* Supplied entries
▼
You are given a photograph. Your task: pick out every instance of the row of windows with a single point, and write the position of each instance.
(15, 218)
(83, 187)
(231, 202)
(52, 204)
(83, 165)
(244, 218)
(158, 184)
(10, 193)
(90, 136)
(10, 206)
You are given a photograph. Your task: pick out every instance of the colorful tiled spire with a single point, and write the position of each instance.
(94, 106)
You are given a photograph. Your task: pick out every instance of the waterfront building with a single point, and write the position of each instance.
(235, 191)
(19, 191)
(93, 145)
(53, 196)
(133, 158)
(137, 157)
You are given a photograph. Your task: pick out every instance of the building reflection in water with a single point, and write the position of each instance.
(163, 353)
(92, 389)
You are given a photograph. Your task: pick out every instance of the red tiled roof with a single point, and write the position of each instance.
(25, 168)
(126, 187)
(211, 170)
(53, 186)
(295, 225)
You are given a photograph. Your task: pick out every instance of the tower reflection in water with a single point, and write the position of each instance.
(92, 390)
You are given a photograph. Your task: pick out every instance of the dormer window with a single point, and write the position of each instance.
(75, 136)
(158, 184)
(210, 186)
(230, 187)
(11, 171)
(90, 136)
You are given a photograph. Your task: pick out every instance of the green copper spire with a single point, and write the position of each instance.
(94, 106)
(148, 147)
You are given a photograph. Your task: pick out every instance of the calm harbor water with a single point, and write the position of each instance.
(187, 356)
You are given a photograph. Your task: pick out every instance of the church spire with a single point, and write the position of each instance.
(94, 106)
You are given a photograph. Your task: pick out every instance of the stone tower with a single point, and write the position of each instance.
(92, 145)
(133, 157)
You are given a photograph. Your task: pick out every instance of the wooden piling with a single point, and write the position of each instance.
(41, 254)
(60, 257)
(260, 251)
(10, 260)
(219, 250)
▲
* Instructions to follow
Return all of the data above exactly, leaving out no line.

* Task output
You are given a photograph. Your task: pick out every instance of the row of windows with a single point, and write the position of each instance.
(15, 218)
(83, 187)
(231, 202)
(52, 204)
(83, 165)
(244, 218)
(158, 184)
(10, 193)
(90, 136)
(10, 206)
You are given a photograph. Your task: pick out every instance of the colorful tiled spire with a single point, and write the position of each instance.
(94, 106)
You are given a photograph. Your task: pick out every instance of the waterfront building with a single point, and write the position of each instance.
(235, 191)
(19, 191)
(93, 145)
(53, 196)
(133, 158)
(137, 157)
You are given a photograph. Your task: pick out every instance of the building reflection in water with a single point, and write the position of each instance.
(163, 353)
(92, 389)
You are given a photograph. Your task: pick out every instance of the red tiled roof with a single point, and write the position of each instance.
(25, 168)
(126, 187)
(211, 170)
(53, 186)
(295, 225)
You are given a photograph. Your task: pick out every instance of the tower reflection in water with a single point, and write the position of each instance.
(92, 390)
You are given a photograph. Your task: pick out every instance of the dormer window with a single point, and write the position of each instance.
(75, 136)
(158, 184)
(210, 186)
(230, 187)
(11, 171)
(90, 136)
You are given a photograph. Your task: pick out every instance of the green copper spire with a single point, and write the position of each instance.
(94, 106)
(148, 147)
You are given a photograph. Your task: pick out every instance of the calm harbor water with a single point, and write the position of each instance.
(187, 356)
You are given a photograph. Your task: pick out every instance of the church spire with a single point, and write the position of each instance.
(94, 106)
You are given a photograph. Your task: pick out every instance of the stone tower with a single point, and write the position of each instance.
(92, 145)
(133, 157)
You are given a photograph. Your task: pick out every instance of the wooden piling with a single point, and write the position of each instance.
(41, 254)
(60, 257)
(260, 251)
(10, 260)
(219, 250)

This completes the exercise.